** Start MATERIAL FOR THE TASK **

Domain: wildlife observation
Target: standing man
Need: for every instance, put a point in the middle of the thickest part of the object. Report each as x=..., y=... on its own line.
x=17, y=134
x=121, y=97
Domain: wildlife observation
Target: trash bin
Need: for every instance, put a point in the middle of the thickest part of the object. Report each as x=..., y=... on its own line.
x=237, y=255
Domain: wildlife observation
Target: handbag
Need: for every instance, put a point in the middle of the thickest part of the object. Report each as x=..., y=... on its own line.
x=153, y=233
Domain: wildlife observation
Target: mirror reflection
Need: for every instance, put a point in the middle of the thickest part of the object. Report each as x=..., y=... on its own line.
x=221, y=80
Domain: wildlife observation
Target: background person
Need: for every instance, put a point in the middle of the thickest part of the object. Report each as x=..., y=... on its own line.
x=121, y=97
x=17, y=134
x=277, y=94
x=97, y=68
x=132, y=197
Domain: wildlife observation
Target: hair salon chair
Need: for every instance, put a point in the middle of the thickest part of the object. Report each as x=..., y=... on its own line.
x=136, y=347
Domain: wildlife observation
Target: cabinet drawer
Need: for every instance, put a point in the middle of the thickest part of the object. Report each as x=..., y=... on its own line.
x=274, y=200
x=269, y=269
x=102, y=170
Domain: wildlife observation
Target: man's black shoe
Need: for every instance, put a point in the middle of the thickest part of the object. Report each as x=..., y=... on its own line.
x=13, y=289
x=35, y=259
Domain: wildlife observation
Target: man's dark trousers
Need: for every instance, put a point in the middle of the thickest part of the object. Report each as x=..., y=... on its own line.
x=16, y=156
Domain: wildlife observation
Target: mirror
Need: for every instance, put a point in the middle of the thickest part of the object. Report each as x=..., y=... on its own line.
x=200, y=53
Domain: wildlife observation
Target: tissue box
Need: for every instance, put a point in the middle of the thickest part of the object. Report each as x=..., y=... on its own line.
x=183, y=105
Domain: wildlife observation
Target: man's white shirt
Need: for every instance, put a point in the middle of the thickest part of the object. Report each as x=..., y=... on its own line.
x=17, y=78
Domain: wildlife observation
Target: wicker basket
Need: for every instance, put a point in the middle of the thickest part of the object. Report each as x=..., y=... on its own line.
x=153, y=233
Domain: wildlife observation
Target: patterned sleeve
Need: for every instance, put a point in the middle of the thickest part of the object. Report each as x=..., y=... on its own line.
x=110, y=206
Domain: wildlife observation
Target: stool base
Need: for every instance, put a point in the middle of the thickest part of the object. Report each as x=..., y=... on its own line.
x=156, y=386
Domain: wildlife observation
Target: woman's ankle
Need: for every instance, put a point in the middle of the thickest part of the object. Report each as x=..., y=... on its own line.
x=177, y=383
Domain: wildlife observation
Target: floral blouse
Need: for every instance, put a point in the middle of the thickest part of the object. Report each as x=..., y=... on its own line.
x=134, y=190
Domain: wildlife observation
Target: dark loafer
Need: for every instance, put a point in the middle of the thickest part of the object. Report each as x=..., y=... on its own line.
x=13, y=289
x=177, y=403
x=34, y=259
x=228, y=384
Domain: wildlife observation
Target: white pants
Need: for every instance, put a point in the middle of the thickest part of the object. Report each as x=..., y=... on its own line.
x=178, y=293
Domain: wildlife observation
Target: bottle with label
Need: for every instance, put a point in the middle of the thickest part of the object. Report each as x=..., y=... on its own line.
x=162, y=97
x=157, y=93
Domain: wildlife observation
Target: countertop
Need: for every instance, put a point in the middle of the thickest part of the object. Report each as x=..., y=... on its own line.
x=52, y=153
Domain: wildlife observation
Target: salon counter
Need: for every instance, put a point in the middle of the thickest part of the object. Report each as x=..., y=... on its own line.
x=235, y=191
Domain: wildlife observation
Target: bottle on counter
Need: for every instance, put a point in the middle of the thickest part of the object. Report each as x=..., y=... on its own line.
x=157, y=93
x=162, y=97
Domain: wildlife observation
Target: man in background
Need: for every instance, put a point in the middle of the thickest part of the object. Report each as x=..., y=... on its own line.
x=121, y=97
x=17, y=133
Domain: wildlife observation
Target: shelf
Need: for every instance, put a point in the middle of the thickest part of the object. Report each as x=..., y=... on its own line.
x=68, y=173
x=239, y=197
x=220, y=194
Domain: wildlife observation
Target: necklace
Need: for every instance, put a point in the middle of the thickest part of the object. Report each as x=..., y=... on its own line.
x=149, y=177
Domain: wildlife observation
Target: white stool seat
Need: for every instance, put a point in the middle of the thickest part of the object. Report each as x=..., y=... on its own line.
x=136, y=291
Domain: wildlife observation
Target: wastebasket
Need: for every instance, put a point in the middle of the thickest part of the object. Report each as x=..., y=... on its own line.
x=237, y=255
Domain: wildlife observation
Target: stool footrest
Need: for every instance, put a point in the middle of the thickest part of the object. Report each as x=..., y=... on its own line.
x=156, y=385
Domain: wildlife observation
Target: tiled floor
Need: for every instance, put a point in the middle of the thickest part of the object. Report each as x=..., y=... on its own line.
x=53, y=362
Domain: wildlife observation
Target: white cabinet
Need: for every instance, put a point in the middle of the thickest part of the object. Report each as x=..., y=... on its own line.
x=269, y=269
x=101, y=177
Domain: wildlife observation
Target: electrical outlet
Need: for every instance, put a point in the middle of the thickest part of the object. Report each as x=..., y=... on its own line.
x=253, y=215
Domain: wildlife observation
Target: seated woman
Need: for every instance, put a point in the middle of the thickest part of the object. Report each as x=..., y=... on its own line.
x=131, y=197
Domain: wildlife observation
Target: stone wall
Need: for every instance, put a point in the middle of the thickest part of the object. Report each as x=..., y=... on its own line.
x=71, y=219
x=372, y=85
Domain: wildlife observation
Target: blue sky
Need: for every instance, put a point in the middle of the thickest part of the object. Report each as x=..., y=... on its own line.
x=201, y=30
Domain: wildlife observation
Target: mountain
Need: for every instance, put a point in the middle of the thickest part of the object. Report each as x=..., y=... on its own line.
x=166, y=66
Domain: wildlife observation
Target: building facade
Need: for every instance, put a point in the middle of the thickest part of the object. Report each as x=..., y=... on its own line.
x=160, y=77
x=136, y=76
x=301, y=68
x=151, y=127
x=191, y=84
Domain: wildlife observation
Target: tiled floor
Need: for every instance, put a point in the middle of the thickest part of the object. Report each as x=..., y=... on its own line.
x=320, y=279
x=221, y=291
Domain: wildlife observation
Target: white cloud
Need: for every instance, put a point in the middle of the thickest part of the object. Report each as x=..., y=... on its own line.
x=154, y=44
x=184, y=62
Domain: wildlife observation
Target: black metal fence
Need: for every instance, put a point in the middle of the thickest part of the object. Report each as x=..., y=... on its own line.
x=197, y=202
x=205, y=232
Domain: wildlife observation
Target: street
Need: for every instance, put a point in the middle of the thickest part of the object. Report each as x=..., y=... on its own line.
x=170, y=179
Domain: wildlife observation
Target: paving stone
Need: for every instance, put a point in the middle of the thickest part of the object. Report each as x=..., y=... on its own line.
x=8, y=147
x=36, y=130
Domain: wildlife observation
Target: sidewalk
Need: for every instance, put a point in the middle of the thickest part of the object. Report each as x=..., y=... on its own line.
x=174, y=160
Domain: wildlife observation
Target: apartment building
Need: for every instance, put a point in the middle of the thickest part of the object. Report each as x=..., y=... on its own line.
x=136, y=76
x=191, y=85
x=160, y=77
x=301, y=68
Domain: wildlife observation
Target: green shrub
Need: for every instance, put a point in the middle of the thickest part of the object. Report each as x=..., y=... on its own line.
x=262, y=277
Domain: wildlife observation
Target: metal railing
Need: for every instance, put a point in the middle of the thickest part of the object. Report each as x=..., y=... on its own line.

** End MATERIAL FOR THE TASK **

REQUIRED TASK: Recopy the whole listing exactly.

COMPLETED TASK:
Domain: wildlife observation
Target: standing man
Need: for every instance, put a point in the middle of the thickest part of the object. Report each as x=..., y=... on its own line.
x=17, y=134
x=121, y=97
Domain: wildlife observation
Target: trash bin
Need: for every instance, put a point in the middle of the thickest part of the object. Report each as x=..., y=... on its own line.
x=237, y=255
Domain: wildlife observation
Target: handbag
Need: for every instance, put a point in the middle of the thickest part of the object. Report each as x=..., y=... on its own line.
x=153, y=233
Domain: wildlife observation
Target: mirror reflection
Need: for every instance, put a point in the middle of the thickest part of the object. Report each as x=..., y=... on its own line.
x=221, y=80
Domain: wildlife observation
Target: background person
Need: for every instance, put a point in the middle of the thickest part of the object. Report each as x=..., y=... on its own line.
x=121, y=97
x=17, y=134
x=277, y=94
x=97, y=68
x=132, y=197
Domain: wildlife observation
Target: hair salon chair
Need: for every instance, put a point in the middle of the thickest part of the object. Report each as x=..., y=... on its own line.
x=136, y=347
Domain: wildlife observation
Target: cabinet drawer
Need: for every instance, put a point in the middle of the thickest part of the object. Report each as x=..., y=... on its own line.
x=274, y=200
x=269, y=269
x=102, y=170
Domain: wildlife observation
Target: man's black shoe
Need: for every instance, put a point in the middle of the thickest part of the object. Report each as x=..., y=... on its own line.
x=13, y=289
x=35, y=259
Domain: wildlife observation
Target: man's dark trousers
Need: for every instance, put a point in the middle of the thickest part of the object. Report each as x=..., y=... on its own line.
x=16, y=156
Domain: wildlife observation
Target: mirror
Need: for every instance, put a point in the middle of the thickest part of the object. Report each as x=..., y=... on its own line.
x=200, y=53
Domain: wildlife observation
Target: tissue box
Need: for every instance, put a point in the middle of the thickest part of the object. Report each as x=..., y=... on its own line.
x=183, y=105
Domain: wildlife observation
Target: man's white shirt
Need: for every instance, put a point in the middle of the thickest part of the object. Report each as x=..., y=... on its own line.
x=17, y=78
Domain: wildlife observation
Target: wicker basket
Need: for every instance, put a point in the middle of the thickest part of the object. Report each as x=..., y=... on its own line.
x=153, y=233
Domain: wildlife observation
Target: patterned sleeve
Need: for every instance, put a point in the middle of the thickest part of the object. Report each as x=..., y=... on its own line.
x=110, y=206
Domain: wildlife observation
Target: stool base
Need: for every instance, put a point in the middle of the thickest part of the object. Report each as x=..., y=... on its own line.
x=156, y=386
Domain: wildlife observation
Target: woman's ankle
Need: for every instance, put a point in the middle of the thickest part of the object. Report each as x=..., y=... on its own line.
x=177, y=383
Domain: wildlife observation
Target: floral blouse
Need: for every instance, put a point in the middle of the thickest part of the object. Report each as x=..., y=... on its own line.
x=134, y=190
Domain: wildlife observation
Target: dark loafer
Need: for every instance, put a point in the middle of the thickest part of the object. Report each as x=..., y=... on its own line.
x=13, y=289
x=177, y=403
x=34, y=259
x=228, y=384
Domain: wildlife observation
Target: white pants
Need: for every instance, put a point in the middle of the thickest part of the object. Report each as x=..., y=... on its own line.
x=178, y=293
Domain: wildlife observation
Target: bottle with label
Need: for every instance, put a point in the middle of the thickest part of the object. Report each as x=..., y=... on its own line.
x=162, y=97
x=157, y=93
Domain: wildlife observation
Target: countertop
Need: for every instance, put a point in the middle of the thickest part of the object. Report each as x=..., y=... on its own line.
x=52, y=153
Domain: wildlife observation
Target: salon counter
Need: for every instance, put a point in the middle of the thickest part of the object. Report each as x=..., y=... on its own line.
x=235, y=191
Domain: wildlife observation
Target: bottle on counter
Need: for every instance, put a point in the middle of the thickest part of the object. Report each as x=..., y=... on its own line.
x=157, y=93
x=162, y=97
Domain: wildlife observation
Target: man in background
Need: for every instance, put a point in the middle of the thickest part of the object. Report each as x=..., y=... on its own line.
x=121, y=97
x=17, y=133
Domain: wildlife observation
Target: shelf
Need: for every instance, put a point in the middle of the thickest part of the object. Report each as x=..., y=... on its own line.
x=68, y=173
x=239, y=197
x=220, y=194
Domain: wildlife observation
Target: necklace
Need: for every instance, put a point in the middle of the thickest part of the object. Report each as x=..., y=... on its own line.
x=149, y=177
Domain: wildlife observation
Target: white stool seat
Need: for every instance, put a point in the middle of the thickest part of the object. Report each as x=..., y=... on its own line.
x=136, y=291
Domain: wildlife observation
Target: wastebasket
Need: for every instance, put a point in the middle of the thickest part of the object. Report each as x=..., y=... on its own line.
x=237, y=255
Domain: wildlife observation
Target: stool footrest
Need: for every instance, put a point in the middle of the thickest part of the object. Report each as x=..., y=... on its own line.
x=156, y=385
Domain: wildlife observation
Target: tiled floor
Need: for every instance, put a point in the middle of the thickest part of the object. Report each as x=..., y=... on its own line.
x=53, y=362
Domain: wildlife observation
Target: white cabinet
Need: for every instance, put a point in the middle of the thickest part of the object. Report each as x=..., y=... on its own line.
x=269, y=269
x=101, y=177
Domain: wildlife observation
Target: electrical outlet
Need: for every instance, put a point in the middle of the thickest part of the object. Report each as x=..., y=... on its own line.
x=253, y=215
Domain: wildlife observation
Target: seated woman
Need: for every instance, put a point in the middle of the thickest part of the object. Report each as x=..., y=... on its own line.
x=131, y=197
Domain: wildlife observation
Target: stone wall
Need: for every instance, put a point in the middle of the thickest part of the object. Report each as x=..., y=... on its own line.
x=71, y=219
x=372, y=85
Domain: wildlife observation
Target: blue sky
Need: for every instance, put a point in the middle of the thickest part of the object. Report each as x=..., y=... on its own line.
x=201, y=30
Domain: wildlife observation
Target: mountain
Need: for every instance, put a point in the middle of the thickest part of the object. Report each as x=..., y=... on its own line.
x=166, y=66
Domain: wildlife observation
Target: building facade
Need: for every instance, put a point in the middle of the thickest part of the object. Report each as x=..., y=... on its own line.
x=160, y=77
x=136, y=76
x=301, y=68
x=151, y=127
x=191, y=84
Domain: wildlife observation
Target: tiled floor
Need: for every instance, put a point in the middle of the thickest part of the object. Report each as x=..., y=... on its own line.
x=320, y=279
x=221, y=291
Domain: wildlife observation
Target: white cloud
Need: for every instance, put a point in the middle of the thickest part of the object. Report each as x=..., y=... on its own line.
x=154, y=44
x=184, y=62
Domain: wildlife observation
Target: black metal fence
Need: for every instance, put a point in the middle of the thickest part of the object. Report each as x=..., y=... on its own line.
x=197, y=202
x=205, y=232
Domain: wildlife observation
Target: street
Need: for every instance, put a point in the middle of the thickest part of the object. Report each as x=..., y=... on its own line.
x=170, y=179
Domain: wildlife observation
Target: paving stone
Need: for every instance, put a point in the middle of the thickest part of the object. Report each as x=..., y=... on its own line.
x=8, y=147
x=36, y=130
Domain: wildlife observation
Target: sidewalk
Need: for every instance, put a point in the middle of the thickest part of the object. Report each as x=..., y=... on its own line.
x=174, y=160
Domain: wildlife observation
Target: apartment building
Need: for every instance, put a point in the middle of the thickest part of the object. Report each as x=..., y=... on its own line.
x=136, y=76
x=191, y=85
x=160, y=77
x=301, y=68
Domain: wildlife observation
Target: green shrub
Need: for every instance, put a point in the middle of the thickest part of the object. Report each as x=..., y=... on its own line.
x=262, y=277
Domain: wildlife observation
Target: metal railing
Need: for every instance, put a point in the middle of the thickest part of the object. Report each as x=..., y=... on its own line.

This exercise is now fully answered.